Excerpt provided:
>>>>

I wrote some passably reasonable code to persist JSON to disk (using its hash 
as a key) as per an off-list suggestion.

You can see it here: 
https://github.com/assimilation/assimilation-official/blob/rel_2_dev/cma/invariant_data.py

The base code is very straightforward. It has lots of comments, and a little 
extra sugar to make it more Pythonic - which more than doubled the number of 
lines . Fortunately, it didn't make it much more complex - just more bulky.

The code to write the data is shown below:

        try:
            os_openmode = os.O_EXCL+os.O_CREAT+os.O_WRONLY
            with os.fdopen(os.open(pathname, os_openmode, self.filemode), 'w') 
as file_obj:
                file_obj.write(value)
                file_obj.flush()
                if not self.delayed_sync:
                    os.fsync(file_obj.fileno())  # Make sure the bits get saved 
for real...
        except OSError as oopsie:
            if oopsie.errno == errno.EEXIST:  # Already exists
                pass
            elif oopsie.errno == errno.ENOENT:  # Directory is missing...
                
self._create_missing_directories(os.path.join(self.root_directory,
                                                              
key[:self.hash_chars]))
                # Try again (recursively)...
                self.put(value, key)

<<<<

Raw data:
>>>>

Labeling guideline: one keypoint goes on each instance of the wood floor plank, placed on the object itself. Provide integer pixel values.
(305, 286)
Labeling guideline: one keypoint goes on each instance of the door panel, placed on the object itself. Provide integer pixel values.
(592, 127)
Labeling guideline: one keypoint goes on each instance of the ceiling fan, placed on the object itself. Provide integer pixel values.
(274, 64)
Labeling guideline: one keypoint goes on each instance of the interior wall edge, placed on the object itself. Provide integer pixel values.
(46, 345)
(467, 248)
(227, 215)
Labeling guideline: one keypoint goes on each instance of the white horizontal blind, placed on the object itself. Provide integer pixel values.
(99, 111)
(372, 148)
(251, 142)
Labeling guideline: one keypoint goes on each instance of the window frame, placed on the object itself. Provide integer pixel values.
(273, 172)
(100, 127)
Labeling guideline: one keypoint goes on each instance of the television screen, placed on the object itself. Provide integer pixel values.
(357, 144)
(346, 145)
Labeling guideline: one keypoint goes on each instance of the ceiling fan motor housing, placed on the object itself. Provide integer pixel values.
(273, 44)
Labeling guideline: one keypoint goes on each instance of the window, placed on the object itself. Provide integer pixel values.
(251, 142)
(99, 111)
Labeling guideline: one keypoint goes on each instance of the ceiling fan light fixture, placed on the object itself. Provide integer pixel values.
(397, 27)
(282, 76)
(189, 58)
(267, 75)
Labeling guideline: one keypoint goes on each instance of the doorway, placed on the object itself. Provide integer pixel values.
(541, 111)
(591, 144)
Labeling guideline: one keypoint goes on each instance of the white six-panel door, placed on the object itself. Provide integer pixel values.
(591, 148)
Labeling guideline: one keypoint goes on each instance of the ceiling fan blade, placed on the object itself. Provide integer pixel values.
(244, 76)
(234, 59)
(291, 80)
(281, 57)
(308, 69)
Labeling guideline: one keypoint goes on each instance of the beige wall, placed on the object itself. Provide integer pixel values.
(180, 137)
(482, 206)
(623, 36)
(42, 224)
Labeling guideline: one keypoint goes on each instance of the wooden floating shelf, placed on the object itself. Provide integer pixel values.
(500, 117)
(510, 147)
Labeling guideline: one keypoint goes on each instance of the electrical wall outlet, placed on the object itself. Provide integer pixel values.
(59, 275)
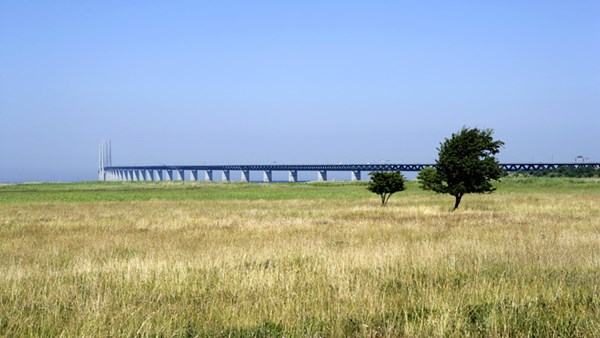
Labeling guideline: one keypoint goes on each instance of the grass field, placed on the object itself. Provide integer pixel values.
(213, 259)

<<<<

Problems and tasks:
**a)** Extract from the records above each line that contains the word "white".
**b)** Write the next part of the forum post above about saving JSON to disk, picking up right after its last line.

Answers to the exercise:
**a)**
Labeling guideline: one keypoint goes on each instance of the white horizontal blind, placed on the object itself. Provide integer pixel values.
Labeling guideline: one keypoint goes on each instance of the white six-panel door, placed on the object itself. Provide integer pixel values.

**b)**
            else:
                raise oopsie
        return key

If delayed_sync is enabled, then you should call the object.sync() to do an 
"end transaction" type thing. It does a syncfs() on the filesystem. It's a bit 
faster to do a syncfs() on the filesystem once than several separate fsync() 
calls.

We ignore EEXIST because if the data exists, it's the same data - so we don't 
need to write it again.

The search code isn't right yet. Searching will be slower than Postgres for 
most cases, but faster than the current code.

-- 
  Alan Robertson
  al...@unix.sh

On Mon, Feb 12, 2018, at 7:12 PM, Alan Robertson wrote:
> Two less heavyweight ways to store the JSON data from some off-list 
> discussions:
> 
> 1) Just store each JSON value in a flat file. Since the "keys" are 
> already hash values, one could imagine a directory structure that looks 
> a bit like this:
> 
>      <top-level>
>             <discovery-type>
>                  <first-3-hex characters-of-key>                    # 
> That's 16^3 (4096) possible subdirectories
>                        <full-key-filename>
>                                 [JSON-string-in-full-key-filename]
>       This supports up to 16M different values for each discovery type 
> while not putting more than 4096 entries in
>        any directory, and only two layers of directories.
>        Since they're hash keys, they should spread across the 
> subdirectories nicely.
>         It will generate a _lot_ of inodes for big sites.
>         Since the contents are invariant (which makes them idempotent), 
> a simple fsync is likely enough to ensure
>         data integrity and substitute for transactions.
>         I wrote a bare-bones version of this code last night... It's as 
> simple as it sounds...
> 
> 2) Store them as S3 objects (if you're using AWS). Slightly concerned 
> about the transaction-like semantics
>      but I suspect AWS/S3 is pretty reliable... 
> 
> So, that's a total of 4 possible methods of storing the data...
>     (a) in Neo4j, (b) in Postgres, (c) in flat files, (d) in S3.  Of 
> those four, only Postgres will provide indexing.
> If on the other hand, we break out big JSON blobs into individual nodes 
> in Neo4j, we can search that
> instead (as Michael Hunger suggested).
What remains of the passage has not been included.